START Records to process
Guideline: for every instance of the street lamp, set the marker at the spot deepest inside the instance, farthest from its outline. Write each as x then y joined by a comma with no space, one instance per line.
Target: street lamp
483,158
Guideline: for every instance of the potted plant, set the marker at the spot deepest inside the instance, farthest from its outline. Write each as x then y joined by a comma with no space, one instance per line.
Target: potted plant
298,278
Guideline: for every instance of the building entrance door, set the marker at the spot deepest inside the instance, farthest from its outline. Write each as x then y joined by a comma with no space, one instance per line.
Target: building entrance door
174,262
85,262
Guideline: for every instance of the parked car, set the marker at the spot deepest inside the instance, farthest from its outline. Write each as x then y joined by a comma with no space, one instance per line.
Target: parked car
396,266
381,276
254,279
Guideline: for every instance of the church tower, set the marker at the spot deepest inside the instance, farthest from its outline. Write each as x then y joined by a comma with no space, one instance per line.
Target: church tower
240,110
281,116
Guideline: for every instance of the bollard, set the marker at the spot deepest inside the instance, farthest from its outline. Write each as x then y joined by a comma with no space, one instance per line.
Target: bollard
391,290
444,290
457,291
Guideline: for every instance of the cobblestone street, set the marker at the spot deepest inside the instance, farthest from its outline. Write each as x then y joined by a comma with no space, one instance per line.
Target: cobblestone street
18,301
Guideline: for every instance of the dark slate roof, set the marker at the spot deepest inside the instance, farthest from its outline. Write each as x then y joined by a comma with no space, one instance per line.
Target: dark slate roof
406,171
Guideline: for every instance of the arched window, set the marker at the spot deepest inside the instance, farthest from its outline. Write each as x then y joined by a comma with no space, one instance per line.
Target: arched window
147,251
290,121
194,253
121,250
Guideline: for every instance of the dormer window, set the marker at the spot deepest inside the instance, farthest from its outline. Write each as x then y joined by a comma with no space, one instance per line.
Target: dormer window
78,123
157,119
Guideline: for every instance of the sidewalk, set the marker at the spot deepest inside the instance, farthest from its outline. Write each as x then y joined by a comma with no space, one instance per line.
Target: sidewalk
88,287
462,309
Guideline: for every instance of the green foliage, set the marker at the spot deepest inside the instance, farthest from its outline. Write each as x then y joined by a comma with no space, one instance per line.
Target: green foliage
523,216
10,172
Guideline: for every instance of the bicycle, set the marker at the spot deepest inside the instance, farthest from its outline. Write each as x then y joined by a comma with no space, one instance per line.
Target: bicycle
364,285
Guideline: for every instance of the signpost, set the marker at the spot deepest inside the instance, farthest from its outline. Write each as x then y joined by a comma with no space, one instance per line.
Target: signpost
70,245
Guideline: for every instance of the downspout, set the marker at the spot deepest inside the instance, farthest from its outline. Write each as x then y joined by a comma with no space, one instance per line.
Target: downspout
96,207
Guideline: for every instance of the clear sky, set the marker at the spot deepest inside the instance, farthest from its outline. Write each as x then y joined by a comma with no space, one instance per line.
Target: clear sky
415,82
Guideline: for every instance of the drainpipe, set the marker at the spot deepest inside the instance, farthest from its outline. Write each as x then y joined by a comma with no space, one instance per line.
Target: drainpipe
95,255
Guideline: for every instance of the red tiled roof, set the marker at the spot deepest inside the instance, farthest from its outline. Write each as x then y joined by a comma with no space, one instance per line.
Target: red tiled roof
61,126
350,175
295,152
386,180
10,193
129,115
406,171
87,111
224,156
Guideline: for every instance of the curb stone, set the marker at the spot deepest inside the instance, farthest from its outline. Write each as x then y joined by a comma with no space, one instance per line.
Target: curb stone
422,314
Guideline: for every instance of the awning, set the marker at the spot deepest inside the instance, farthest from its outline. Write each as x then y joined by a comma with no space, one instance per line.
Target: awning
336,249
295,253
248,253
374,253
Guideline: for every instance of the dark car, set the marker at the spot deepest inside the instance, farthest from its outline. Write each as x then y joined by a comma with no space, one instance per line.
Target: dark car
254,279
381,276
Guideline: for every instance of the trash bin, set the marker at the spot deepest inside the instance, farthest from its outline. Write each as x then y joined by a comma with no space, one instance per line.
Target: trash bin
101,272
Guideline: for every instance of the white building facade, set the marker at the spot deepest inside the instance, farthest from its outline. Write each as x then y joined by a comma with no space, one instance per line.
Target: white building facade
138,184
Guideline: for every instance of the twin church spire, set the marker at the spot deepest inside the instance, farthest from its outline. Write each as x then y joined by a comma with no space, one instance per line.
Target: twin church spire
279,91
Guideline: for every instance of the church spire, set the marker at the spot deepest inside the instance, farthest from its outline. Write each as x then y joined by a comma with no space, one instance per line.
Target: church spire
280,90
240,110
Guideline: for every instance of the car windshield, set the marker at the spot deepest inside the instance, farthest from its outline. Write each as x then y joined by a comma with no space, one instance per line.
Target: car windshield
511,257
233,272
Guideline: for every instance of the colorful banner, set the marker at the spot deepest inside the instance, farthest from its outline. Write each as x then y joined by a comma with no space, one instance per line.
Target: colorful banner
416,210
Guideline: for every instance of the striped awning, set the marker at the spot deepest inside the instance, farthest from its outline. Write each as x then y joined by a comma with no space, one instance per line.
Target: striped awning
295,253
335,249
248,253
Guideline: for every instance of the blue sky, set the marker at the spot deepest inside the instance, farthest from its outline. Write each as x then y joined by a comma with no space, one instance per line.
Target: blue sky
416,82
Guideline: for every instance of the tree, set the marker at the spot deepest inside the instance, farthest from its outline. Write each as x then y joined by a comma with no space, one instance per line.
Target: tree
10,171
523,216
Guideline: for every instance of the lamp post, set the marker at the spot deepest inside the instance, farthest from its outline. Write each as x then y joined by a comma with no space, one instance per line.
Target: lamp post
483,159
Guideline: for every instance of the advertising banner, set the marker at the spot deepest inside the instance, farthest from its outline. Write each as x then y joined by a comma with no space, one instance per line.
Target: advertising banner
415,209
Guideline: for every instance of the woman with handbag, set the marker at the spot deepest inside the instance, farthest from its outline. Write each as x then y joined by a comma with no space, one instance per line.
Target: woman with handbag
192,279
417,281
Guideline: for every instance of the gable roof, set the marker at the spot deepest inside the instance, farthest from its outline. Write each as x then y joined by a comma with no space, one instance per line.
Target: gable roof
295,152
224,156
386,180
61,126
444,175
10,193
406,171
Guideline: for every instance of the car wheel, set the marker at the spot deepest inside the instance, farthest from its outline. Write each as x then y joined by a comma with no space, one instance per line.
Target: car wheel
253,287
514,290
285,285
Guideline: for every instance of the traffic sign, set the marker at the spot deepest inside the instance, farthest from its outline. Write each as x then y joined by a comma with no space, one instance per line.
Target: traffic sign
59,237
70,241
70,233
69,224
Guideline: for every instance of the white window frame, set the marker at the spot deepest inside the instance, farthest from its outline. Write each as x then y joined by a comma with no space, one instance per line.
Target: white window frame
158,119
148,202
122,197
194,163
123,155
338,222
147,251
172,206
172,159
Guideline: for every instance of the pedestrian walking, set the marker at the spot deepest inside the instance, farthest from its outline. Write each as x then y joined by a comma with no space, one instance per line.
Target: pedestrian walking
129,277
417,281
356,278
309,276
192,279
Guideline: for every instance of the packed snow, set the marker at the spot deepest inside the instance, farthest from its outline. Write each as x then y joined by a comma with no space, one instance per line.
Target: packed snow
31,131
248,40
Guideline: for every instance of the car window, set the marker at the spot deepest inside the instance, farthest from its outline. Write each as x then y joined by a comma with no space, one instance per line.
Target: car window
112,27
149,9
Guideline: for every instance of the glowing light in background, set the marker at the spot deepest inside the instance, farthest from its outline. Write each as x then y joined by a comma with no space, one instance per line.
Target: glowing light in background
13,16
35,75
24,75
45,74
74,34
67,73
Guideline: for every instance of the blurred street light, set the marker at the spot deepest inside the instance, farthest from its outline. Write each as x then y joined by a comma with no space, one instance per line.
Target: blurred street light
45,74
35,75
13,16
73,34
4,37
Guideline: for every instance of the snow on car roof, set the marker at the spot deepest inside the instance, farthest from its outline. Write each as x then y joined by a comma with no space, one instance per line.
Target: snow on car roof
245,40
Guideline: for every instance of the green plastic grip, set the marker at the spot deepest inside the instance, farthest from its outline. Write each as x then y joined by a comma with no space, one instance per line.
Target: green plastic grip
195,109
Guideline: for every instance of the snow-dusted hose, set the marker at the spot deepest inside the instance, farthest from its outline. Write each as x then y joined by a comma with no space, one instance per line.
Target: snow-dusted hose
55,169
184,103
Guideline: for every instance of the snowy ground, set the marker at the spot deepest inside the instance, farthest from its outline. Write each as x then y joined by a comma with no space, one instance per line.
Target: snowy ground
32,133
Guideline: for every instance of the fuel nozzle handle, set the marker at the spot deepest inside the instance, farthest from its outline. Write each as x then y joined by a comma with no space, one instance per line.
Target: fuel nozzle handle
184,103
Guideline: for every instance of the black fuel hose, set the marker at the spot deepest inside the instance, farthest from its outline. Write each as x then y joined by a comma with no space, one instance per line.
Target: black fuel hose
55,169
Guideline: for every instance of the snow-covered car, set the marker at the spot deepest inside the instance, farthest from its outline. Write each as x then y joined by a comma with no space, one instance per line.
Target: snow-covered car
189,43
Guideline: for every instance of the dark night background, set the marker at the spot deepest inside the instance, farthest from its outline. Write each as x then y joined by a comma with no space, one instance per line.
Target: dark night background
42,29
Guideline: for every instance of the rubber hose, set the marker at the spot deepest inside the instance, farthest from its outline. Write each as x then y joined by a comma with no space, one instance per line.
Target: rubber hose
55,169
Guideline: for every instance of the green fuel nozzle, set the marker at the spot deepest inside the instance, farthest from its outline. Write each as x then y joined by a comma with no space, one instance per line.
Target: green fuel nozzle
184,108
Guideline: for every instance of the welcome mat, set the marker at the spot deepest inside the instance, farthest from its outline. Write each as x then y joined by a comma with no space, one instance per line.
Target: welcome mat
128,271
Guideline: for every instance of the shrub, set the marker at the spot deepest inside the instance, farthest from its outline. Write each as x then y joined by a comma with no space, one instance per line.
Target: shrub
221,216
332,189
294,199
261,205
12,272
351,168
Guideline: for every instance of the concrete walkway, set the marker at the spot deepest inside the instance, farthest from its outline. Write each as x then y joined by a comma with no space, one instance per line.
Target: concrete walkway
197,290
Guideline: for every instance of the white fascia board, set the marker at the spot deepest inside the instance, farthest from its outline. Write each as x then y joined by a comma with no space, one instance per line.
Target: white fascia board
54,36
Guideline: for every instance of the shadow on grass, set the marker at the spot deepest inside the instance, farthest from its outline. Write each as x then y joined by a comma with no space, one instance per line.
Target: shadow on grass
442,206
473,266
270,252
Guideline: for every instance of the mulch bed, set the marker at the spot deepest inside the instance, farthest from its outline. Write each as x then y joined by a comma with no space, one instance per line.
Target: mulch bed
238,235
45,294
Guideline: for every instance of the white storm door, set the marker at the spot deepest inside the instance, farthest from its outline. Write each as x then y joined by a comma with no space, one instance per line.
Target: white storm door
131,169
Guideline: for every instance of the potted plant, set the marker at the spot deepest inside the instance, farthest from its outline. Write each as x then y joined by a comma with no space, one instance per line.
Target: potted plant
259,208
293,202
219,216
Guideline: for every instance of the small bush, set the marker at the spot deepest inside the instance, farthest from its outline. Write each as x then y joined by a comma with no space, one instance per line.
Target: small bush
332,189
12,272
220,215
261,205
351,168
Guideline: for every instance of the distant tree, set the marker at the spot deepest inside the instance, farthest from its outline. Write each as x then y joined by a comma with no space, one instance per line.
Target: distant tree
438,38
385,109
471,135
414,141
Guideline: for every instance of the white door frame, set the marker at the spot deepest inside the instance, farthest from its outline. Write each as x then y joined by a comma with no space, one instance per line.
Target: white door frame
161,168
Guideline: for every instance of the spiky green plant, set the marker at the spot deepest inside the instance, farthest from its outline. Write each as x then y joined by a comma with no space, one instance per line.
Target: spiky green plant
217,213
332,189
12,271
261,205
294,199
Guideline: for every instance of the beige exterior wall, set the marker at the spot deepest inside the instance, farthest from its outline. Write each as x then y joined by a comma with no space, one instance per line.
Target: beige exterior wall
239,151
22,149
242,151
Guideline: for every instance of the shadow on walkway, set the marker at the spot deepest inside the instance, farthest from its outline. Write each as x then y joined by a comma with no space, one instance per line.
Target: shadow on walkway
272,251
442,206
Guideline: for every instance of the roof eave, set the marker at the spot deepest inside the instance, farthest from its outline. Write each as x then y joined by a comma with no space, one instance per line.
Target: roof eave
END Records to process
[Work instruction] Each line holding the word "eave" must be pulled from the records.

[Completed exercise]
Guideline: for every instance of the roof eave, set the marker at the spot deepest inside the instance, farthest from its outline. Write each as x then y joined by a comma with no space, one instance per line.
Target: roof eave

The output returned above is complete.